## BEGIN
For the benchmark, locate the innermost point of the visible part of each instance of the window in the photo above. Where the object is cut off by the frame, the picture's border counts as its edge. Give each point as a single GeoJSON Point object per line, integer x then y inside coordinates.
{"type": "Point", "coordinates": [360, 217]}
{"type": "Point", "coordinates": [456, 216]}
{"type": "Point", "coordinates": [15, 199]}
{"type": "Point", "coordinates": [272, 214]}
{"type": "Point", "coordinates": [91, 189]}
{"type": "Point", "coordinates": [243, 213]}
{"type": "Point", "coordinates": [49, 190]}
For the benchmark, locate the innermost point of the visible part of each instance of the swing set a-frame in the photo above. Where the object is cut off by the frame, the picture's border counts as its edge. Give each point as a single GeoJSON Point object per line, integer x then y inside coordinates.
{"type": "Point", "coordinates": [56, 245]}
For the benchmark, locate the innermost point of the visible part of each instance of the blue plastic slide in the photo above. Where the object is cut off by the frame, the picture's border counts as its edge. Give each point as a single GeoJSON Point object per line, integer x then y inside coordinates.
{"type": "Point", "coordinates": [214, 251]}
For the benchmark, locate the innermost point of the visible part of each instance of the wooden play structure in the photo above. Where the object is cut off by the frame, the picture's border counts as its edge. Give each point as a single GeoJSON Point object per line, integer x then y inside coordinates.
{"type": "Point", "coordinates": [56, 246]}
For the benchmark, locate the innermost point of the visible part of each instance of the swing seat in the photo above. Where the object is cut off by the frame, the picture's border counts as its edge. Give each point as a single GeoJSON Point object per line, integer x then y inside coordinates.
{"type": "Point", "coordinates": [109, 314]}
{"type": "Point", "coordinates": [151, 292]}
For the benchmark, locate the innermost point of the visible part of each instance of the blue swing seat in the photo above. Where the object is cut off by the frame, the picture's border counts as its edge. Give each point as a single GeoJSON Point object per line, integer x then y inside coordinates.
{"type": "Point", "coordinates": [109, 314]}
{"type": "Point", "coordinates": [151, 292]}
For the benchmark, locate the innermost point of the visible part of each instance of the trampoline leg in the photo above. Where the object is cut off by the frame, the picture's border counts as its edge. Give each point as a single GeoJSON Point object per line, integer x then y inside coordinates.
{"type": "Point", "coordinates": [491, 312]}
## END
*Task requirements*. Reproduce all of the data above line for line, without altering anything.

*Complete answer*.
For the benchmark, locate the innermost point of the visible part of each instance of the window in the photo above. Where the object is cut off by the frame, the picture's border counts as its edge. Give each point as a single GeoJSON Point object per line, integer x then y inside coordinates.
{"type": "Point", "coordinates": [360, 217]}
{"type": "Point", "coordinates": [456, 216]}
{"type": "Point", "coordinates": [15, 199]}
{"type": "Point", "coordinates": [272, 214]}
{"type": "Point", "coordinates": [91, 189]}
{"type": "Point", "coordinates": [243, 213]}
{"type": "Point", "coordinates": [49, 190]}
For the benchmark, locate the innermost point of the visible part of each instance of the swing set a-frame in the photo above. Where the object is cut off by the frame, the picture's border counts as its edge. Give each point as a single GeoJSON Point object per line, integer x then y inside coordinates.
{"type": "Point", "coordinates": [56, 245]}
For the benchmark, locate the innermost point of the visible part of each instance of the blue plastic slide in the photo above. Where the object is cut off by the frame, the picture's border counts as its edge. Give each point as a single GeoJSON Point object per line, integer x then y inside coordinates.
{"type": "Point", "coordinates": [214, 251]}
For the benchmark, locate the innermost point of the visible part of each instance of the wooden play structure in the photo above. Where the object is cut off by the frame, the picture's border counts as its edge. Give each point as a single GeoJSON Point object per line, integer x then y inside coordinates.
{"type": "Point", "coordinates": [56, 246]}
For the benchmark, locate the innermost point of the visible part of each instance of the swing seat in the photo above. Where the object is cut off by the frame, the picture's border counts as its edge. Give each point as a single GeoJSON Point object per line, integer x then y inside coordinates.
{"type": "Point", "coordinates": [109, 314]}
{"type": "Point", "coordinates": [151, 292]}
For the benchmark, locate the innermost point of the visible part of each instance of the blue swing seat in the photo above. Where the object is cut off by the frame, the picture's border counts as its edge. Give each point as a single GeoJSON Point object per line, integer x then y inside coordinates.
{"type": "Point", "coordinates": [109, 314]}
{"type": "Point", "coordinates": [151, 292]}
For the benchmark, locate the innermost point of the visible part of each instance of the trampoline leg in the photo above. Where the object is cut off by the frame, the picture's border counts as its edge. Give each point as a single GeoJSON Point object per line, integer x then y inside coordinates.
{"type": "Point", "coordinates": [491, 312]}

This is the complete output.